>> BEGIN Excerpt provided

Are you growing in containers or in the garden, or both? And how many containers, and how large is your garden that offers space for how many tomato plants?

Once you determine how many plants you want for your containers and/or garden then you can look at other criteria for your selection:

1. Growth Style: Size and productivity of the plant. What plant growth style suits your needs.

  • Determinate varieties are short, generally 2-3 feet. All the fruit matures at the same time. These varieties are best for container planting and cooler/coastal areas, or even desert areas, or high altitude regions, where adverse weather conditions invite you to harvest your tomatoes in a shorter period of time before oncoming and less desirable cold or heat may be upon you.

>> END Excerpt provided
>> BEGIN Dataset extract

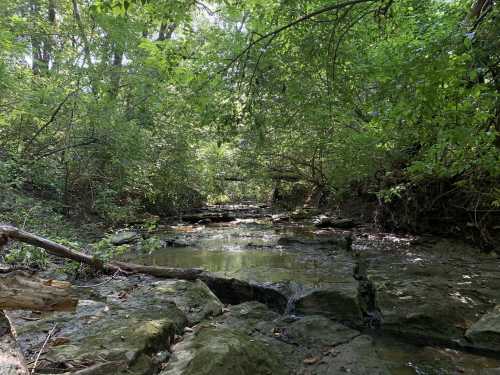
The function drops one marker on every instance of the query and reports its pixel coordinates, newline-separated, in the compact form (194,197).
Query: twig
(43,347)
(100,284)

>> END Dataset extract

**Stated goal:** Copy the passage from the tomato-growing text word for word, starting at "Once you determine" and ending at "be upon you.".

**Exercise answer:**
Once you determine how many plants you want for your containers and/or garden then you can look at other criteria for your selection:

1. Growth Style: Size and productivity of the plant. What plant growth style suits your needs.

  • Determinate varieties are short, generally 2-3 feet. All the fruit matures at the same time. These varieties are best for container planting and cooler/coastal areas, or even desert areas, or high altitude regions, where adverse weather conditions invite you to harvest your tomatoes in a shorter period of time before oncoming and less desirable cold or heat may be upon you.